» Task instructions
Reproduce the zine history text verbatim, everything from "Printed matters" down to "the humble zine.".

» Source excerpt

** Start **

Zines: A Brief History


Printed matters

After Martin Luther furiously (supposedly) hammered his 95 Theses to a local church door in the 16th century, chroniclers of history saw his act as plenty of things: a righteous rally against Catholic excess, a call to arms for renewed values, a firing shot for one ripper of a Reformation.

Others, though, saw it as the world’s first zine.

The zine — that unruly riff on the glossy magazine, often handmade and always self-published — has long been associated with revolution. DIY dabblers and political thought guerrillas, superfan scenesters and couriers of counterculture have all found a home in the humble zine.

Maybe that’s because a zine’s proposition — permission self-granted, gates unkept — is a boon companion to those who operate outside of the mainstream. Or maybe it’s just because they’re a lot of fun to make.

In any case, these exuberant little publications have something big to say: Small presses, indeed, can turn over heavy pages of history. Let’s rifle through them.


Brief history

Illustration: Courtesy of the Brooklyn Museum

1517: Martin Luther nails his 95 Theses to the front door of Castle Church in Wittenberg, Germany, mobilizing the Protestant Reformation.

** End **

» Recorded information
** Start **

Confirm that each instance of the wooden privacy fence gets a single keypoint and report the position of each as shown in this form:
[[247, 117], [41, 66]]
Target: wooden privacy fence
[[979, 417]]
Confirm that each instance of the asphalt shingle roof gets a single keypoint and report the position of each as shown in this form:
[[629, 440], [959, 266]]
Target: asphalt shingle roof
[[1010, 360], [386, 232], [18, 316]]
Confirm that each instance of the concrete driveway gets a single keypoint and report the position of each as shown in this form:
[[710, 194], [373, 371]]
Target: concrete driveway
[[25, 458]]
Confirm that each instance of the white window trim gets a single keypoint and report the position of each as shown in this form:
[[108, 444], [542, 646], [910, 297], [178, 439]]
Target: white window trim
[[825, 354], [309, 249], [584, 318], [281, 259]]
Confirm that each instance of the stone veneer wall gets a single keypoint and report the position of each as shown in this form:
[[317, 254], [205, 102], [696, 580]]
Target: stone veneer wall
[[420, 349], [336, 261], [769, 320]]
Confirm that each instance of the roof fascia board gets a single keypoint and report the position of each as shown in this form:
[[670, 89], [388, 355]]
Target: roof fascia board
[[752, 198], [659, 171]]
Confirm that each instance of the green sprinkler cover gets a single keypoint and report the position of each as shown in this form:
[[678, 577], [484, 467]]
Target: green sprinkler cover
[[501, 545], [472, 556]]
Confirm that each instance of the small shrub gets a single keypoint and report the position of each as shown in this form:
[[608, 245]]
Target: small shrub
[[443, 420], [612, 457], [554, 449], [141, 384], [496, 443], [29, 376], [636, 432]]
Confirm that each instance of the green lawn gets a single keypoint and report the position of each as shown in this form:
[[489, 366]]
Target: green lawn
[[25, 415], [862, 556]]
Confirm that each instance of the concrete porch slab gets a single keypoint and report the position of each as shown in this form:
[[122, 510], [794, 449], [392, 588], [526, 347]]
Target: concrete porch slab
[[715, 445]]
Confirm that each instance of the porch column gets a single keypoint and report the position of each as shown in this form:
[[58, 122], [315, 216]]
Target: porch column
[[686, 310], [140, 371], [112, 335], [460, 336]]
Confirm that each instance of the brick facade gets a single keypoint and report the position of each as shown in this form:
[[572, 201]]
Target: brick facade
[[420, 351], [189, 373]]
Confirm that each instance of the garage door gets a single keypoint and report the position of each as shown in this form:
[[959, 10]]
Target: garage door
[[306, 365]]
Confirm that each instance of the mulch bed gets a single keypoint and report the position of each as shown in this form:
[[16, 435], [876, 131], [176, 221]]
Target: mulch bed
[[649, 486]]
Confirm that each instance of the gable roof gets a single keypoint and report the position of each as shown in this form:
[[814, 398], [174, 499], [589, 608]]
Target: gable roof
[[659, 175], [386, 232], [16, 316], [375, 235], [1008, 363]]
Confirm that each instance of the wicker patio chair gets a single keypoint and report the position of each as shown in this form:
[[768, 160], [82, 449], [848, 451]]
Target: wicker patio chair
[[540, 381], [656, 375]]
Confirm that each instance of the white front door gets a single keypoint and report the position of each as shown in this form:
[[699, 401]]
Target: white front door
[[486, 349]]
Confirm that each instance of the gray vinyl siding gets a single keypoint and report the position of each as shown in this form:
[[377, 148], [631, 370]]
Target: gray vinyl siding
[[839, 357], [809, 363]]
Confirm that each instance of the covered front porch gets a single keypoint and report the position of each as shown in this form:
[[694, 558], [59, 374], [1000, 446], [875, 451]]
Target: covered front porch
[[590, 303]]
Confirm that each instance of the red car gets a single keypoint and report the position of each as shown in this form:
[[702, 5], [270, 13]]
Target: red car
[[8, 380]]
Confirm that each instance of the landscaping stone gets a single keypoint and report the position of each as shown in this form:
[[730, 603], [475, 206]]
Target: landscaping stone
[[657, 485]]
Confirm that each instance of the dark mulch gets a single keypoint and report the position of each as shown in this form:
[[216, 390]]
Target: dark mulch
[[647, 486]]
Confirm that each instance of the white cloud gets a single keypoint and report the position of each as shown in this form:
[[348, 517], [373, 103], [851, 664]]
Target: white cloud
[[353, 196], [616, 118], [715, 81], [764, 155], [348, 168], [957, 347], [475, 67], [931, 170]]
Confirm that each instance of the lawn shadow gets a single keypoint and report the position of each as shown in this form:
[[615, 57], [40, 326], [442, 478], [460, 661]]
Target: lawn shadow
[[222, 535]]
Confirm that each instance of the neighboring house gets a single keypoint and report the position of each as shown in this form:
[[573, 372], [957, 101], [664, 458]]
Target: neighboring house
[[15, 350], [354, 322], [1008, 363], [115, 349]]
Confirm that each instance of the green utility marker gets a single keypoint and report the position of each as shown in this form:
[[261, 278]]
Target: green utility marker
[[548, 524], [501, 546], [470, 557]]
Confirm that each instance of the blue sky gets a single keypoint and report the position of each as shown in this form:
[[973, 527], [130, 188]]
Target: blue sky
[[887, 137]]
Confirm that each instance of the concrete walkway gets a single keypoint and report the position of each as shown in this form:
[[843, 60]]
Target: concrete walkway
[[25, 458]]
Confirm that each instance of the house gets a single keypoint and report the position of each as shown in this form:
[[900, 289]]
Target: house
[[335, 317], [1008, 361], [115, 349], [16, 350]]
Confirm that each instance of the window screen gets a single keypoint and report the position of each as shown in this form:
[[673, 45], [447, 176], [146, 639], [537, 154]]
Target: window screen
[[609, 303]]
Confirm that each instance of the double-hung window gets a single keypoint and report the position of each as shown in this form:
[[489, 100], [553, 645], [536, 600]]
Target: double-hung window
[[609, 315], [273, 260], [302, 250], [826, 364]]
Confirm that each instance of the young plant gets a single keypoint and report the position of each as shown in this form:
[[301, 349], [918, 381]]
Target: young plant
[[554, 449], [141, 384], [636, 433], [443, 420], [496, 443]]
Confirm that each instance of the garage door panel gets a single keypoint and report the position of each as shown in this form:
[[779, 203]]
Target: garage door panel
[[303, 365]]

** End **

» Correct answer
Printed matters

After Martin Luther furiously (supposedly) hammered his 95 Theses to a local church door in the 16th century, chroniclers of history saw his act as plenty of things: a righteous rally against Catholic excess, a call to arms for renewed values, a firing shot for one ripper of a Reformation.

Others, though, saw it as the world’s first zine.

The zine — that unruly riff on the glossy magazine, often handmade and always self-published — has long been associated with revolution. DIY dabblers and political thought guerrillas, superfan scenesters and couriers of counterculture have all found a home in the humble zine.